* Text zur Analyse *
*****
In Nachbarland geflohen

Amini Bahram wurde in der afghanischen Hauptstadt Kabul geboren, wo sie später Medizin studierte und zwei Jahre als Frauen ärztin tätig war. "Gerade im Dorf sind die Frauen verschlossen, sie sind schüchtern", erzählt die 45-Jährige von ihrer Arbeit in Afghanistan. "Es ist schwer, denn viele der Frauen gehen nicht zur Kontrolle, sie besuchen erst den Arzt, wenn sie Komplikationen haben." In Kabul sei es einfacher: "Im Dorf gibt es kaum Krankenhäuser. Die Frauen müssen bei einem Notfall in die großen Städte fahren."

In den 1990ern floh Amini Bahram kriegsbedingt in das Nachbarland Pakistan, wo sie zwölf Jahre lebte und arbeitete, bevor sie auch dort der Konflikt einholte und sie mit ihren vier Kindern nach Wien migrierte.

Frauen informieren Frauen

Über Core sollen Frauen, die in ihrer Heimat Hebammen, Gynäkologinnen oder Kinderärztinnen waren, das österreichische Gesundheitssystem, administrative Abläufe und Fachtermini lernen.

Ihr Wissen gibt Amini Bahram weiter – auf Augenhöhe und, wenn möglich, in der eigenen Sprache. "Ich spreche mit den jungen Frauen in unserer Moschee über den Mutter-Kind-Pass oder Probleme bei Frühgeburten und Verhütung." Zielgruppe sind auch geflüchtete Frauen in Asylunterkünften. "Die Sensibilisierung für Themen wie HIV/Aids und Geschlechtskrankheiten oder Familienplanung ist für sie wichtig."
*****
* Vorliegende Einträge *
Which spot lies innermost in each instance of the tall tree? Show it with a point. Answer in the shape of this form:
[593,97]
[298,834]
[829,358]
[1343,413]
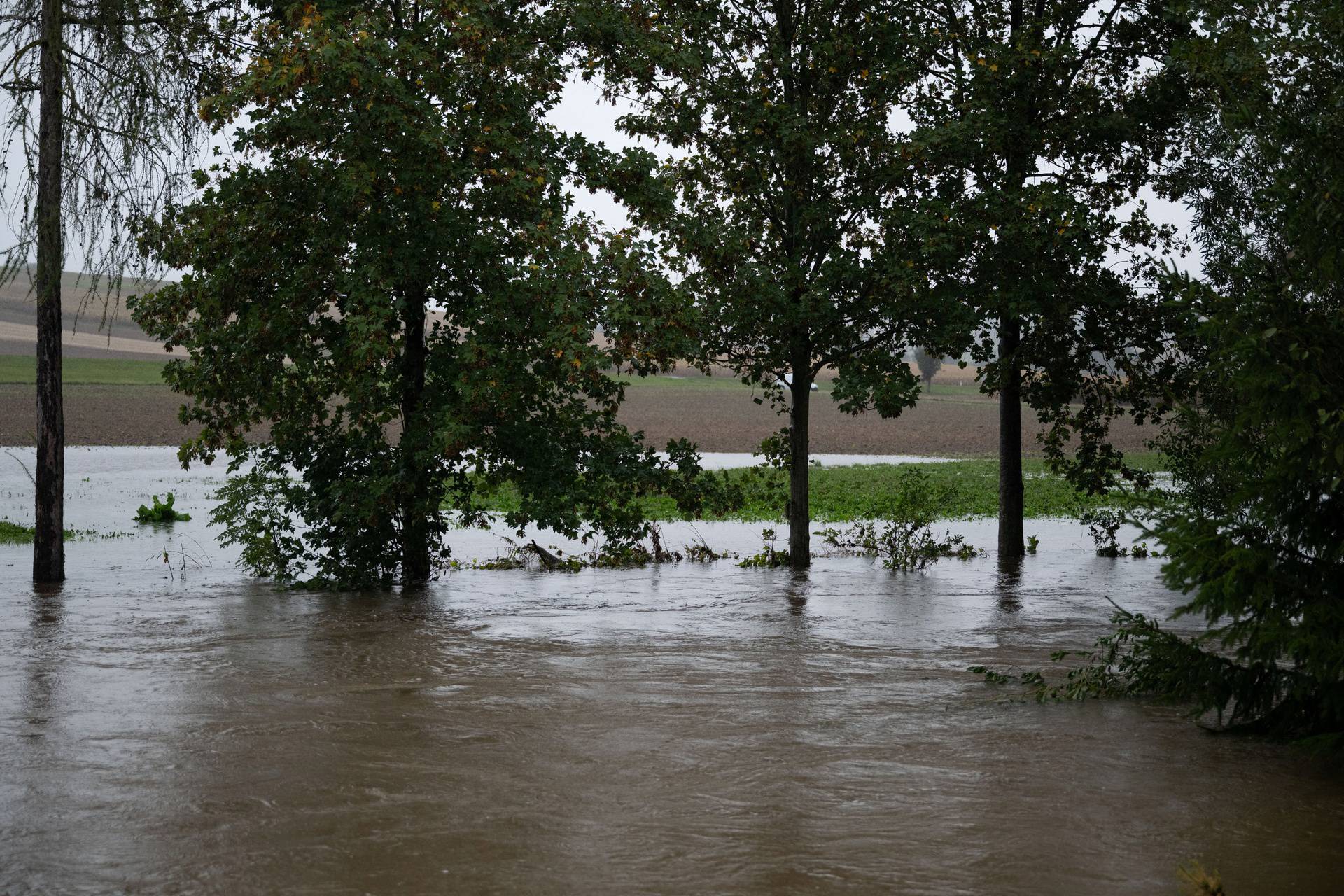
*****
* Aufgabenstellung *
Schreiben Sie den Text zur Analyse über die Ärztin Amini Bahram vollständig und ohne jede Änderung ab.

* Erwartete Ausgabe *
In Nachbarland geflohen

Amini Bahram wurde in der afghanischen Hauptstadt Kabul geboren, wo sie später Medizin studierte und zwei Jahre als Frauen ärztin tätig war. "Gerade im Dorf sind die Frauen verschlossen, sie sind schüchtern", erzählt die 45-Jährige von ihrer Arbeit in Afghanistan. "Es ist schwer, denn viele der Frauen gehen nicht zur Kontrolle, sie besuchen erst den Arzt, wenn sie Komplikationen haben." In Kabul sei es einfacher: "Im Dorf gibt es kaum Krankenhäuser. Die Frauen müssen bei einem Notfall in die großen Städte fahren."

In den 1990ern floh Amini Bahram kriegsbedingt in das Nachbarland Pakistan, wo sie zwölf Jahre lebte und arbeitete, bevor sie auch dort der Konflikt einholte und sie mit ihren vier Kindern nach Wien migrierte.

Frauen informieren Frauen

Über Core sollen Frauen, die in ihrer Heimat Hebammen, Gynäkologinnen oder Kinderärztinnen waren, das österreichische Gesundheitssystem, administrative Abläufe und Fachtermini lernen.

Ihr Wissen gibt Amini Bahram weiter – auf Augenhöhe und, wenn möglich, in der eigenen Sprache. "Ich spreche mit den jungen Frauen in unserer Moschee über den Mutter-Kind-Pass oder Probleme bei Frühgeburten und Verhütung." Zielgruppe sind auch geflüchtete Frauen in Asylunterkünften. "Die Sensibilisierung für Themen wie HIV/Aids und Geschlechtskrankheiten oder Familienplanung ist für sie wichtig."